**Stated exercise**
Rewrite the records below with every "Target" changed to "Object" and everything else unchanged. Leave the pictures out of your answer.

Location identification items:
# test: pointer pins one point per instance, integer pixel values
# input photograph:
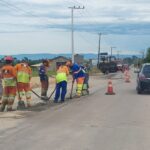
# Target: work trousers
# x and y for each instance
(80, 82)
(61, 88)
(44, 87)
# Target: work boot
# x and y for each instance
(45, 98)
(21, 105)
(77, 96)
(9, 109)
(2, 108)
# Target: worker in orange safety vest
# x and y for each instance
(9, 79)
(24, 74)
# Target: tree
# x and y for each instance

**Correct response**
# test: pointer pins one point per instance, integer pixel values
# input photograph:
# Object: work trousers
# x and y for each instance
(80, 82)
(61, 88)
(44, 87)
# Object: work boot
# x and y for each instance
(45, 98)
(21, 105)
(77, 96)
(9, 109)
(2, 108)
# Object: worker in orange safety vest
# x and y for each instance
(9, 79)
(24, 74)
# Object: tree
# x and y for each instance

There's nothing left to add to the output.